Section 1.3 Prohibited Actions. In addition to the foregoing, the members of the MHW Group agree that they will not, and they will cause each of their Affiliates and Associates not to, directly or indirectly, alone or in concert with others, take any of the following actions (other than actions taken by Woodward as a director of the Company) with respect to the 2012 Annual Meeting: (a) propose any matter (including any nominee for director) for submission to a vote of stockholders of the Company; (b) engage in any "solicitation" of "proxies" (as such terms are used in the proxy rules of the SEC) with respect to the Company or any action resulting in such person or entity becoming a "participant" in any "election contest" (as such terms are used in the proxy rules of the SEC) with respect to the Company; (c) grant any proxy with respect to Company common stock to any person or entity not designated by the Company; (d) subject any shares of Company common stock to any arrangement, agreement or understanding with respect to the voting of such stock or other agreement having similar effect or (e) vote for any nominee for director other than the Company nominees.
 
 
 
 

 
 
Section 1.4 Press Releases, Etc.. Each Party may issue press releases and make other public filings and communications to the financial community and to its investors in the ordinary course relating to the matters covered by this Agreement.
 
Section 1.5 Termination. The provisions of Article I of this Agreement will terminate at the conclusion of the 2012 Annual Meeting.  The provisions of this Agreement may also be terminated by the non-breaching Party in the event of a material breach by any Party of any of the terms of this Agreement.  Any termination of this Agreement as provided herein will be without prejudice to the rights of any Party arising out of the breach by any other Party of any provision of this Agreement.

• [To-do list]
- a) Please copy the agreement text between "Section 1.4 Press Releases, Etc.." and "by this Agreement.", inclusive.
- b) Carry on the agreement text from its last sentence.
The lines that follow are separate material and do not belong to the agreement text.

• [Data shown]
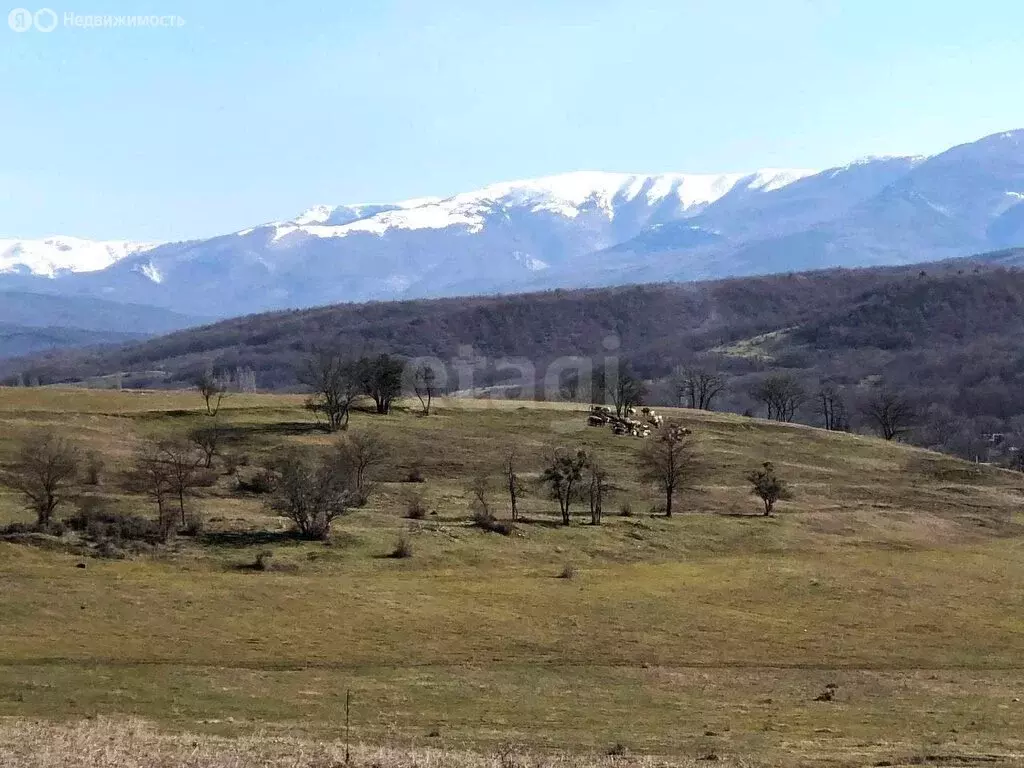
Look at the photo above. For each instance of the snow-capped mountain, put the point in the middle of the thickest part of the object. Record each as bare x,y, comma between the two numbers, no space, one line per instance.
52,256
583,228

...

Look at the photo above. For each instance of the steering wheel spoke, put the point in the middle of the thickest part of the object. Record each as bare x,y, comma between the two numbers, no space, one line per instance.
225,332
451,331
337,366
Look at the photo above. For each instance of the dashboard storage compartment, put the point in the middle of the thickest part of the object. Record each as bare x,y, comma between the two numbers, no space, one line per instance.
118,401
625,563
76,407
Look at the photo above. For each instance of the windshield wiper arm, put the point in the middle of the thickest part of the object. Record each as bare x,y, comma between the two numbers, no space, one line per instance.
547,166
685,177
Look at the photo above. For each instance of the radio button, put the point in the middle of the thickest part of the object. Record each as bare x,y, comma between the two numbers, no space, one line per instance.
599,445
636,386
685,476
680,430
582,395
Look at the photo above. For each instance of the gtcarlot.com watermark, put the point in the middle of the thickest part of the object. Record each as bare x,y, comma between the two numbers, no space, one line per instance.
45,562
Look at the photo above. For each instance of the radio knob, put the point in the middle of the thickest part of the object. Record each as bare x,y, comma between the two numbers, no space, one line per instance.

• [Results for the exercise]
- a)
Section 1.4 Press Releases, Etc.. Each Party may issue press releases and make other public filings and communications to the financial community and to its investors in the ordinary course relating to the matters covered by this Agreement.

- b)
ARTICLE II
 
MISCELLANEOUS
 
Section 2.1 Notices.  All notices, requests and other communications to any Party hereunder will be in writing (including prepaid overnight courier, facsimile transmission or similar writing) and will be given to such Party at its address or facsimile number set forth in this Section 2.1 or at such other address or facsimile number as such Party may hereafter specify in writing.  Each such notice, request or other communication will be effective (a) if given by facsimile, when transmitted to the facsimile number specified in this Section 2.1 and confirmation of receipt is received by the sender, (b) if given by mail, upon the earlier of actual receipt or three (3) business days after deposit in the United States Mail, registered or certified mail, return receipt requested, properly addressed and with proper postage prepaid, (c) one (1) business day after deposit with an internationally reputable overnight courier properly addressed and with all charges prepaid or (d) when received, if by any other means.
 
The Company:
The Management Network Group, Inc.
7300 College Boulevard, Suite 302
Overland Park, Kansas 66210
Attn:  Thurston K. Cromwell, Esq.
Telecopy No.:  (913) 451-3066
   
with a copy to:
Stinson Morrison Hecker, LLP
1201 Walnut, Suite 2800
Kansas City, Missouri  64106
Attn:  John A. Granda, Esq.
Telecopy No.:  (816) 691-3495
   
MHW Group:
MHW Partners, L.P.
366 Madison Avenue, 14th Floor
New York, New York  10017
Attn:  Peter H. Woodward
   
with a copy to:
Olshan Grundman Frome
Rosenzweig & Wolosky LLP
Park Avenue Tower
65 East 55th Street
New York, New York  10022
Attn:  Steven Wolosky, Esq.
Telecopy No.:  (212) 451-2222
 
 
 
 

 
 
The Parties will promptly notify each other in the manner provided in this Section 2.1 of any change in their respective addresses.  A notice of change of address will not be deemed to have been given until received by the addressee.  Communications by telecopier also will be sent concurrently by mail, but will in any event be effective as stated above.
 
Section 2.2 Assignment.  No Party will assign this Agreement or any rights, interests or obligations hereunder, or delegate performance of any of its obligations hereunder, without the prior written consent of each of the other Parties.
 
Section 2.3 Entire Agreement.  This Agreement embodies the entire agreement and understanding of the Parties in respect of the subject matter contained herein.  This Agreement supersedes all prior agreements and understandings between the Parties with respect to such subject matter.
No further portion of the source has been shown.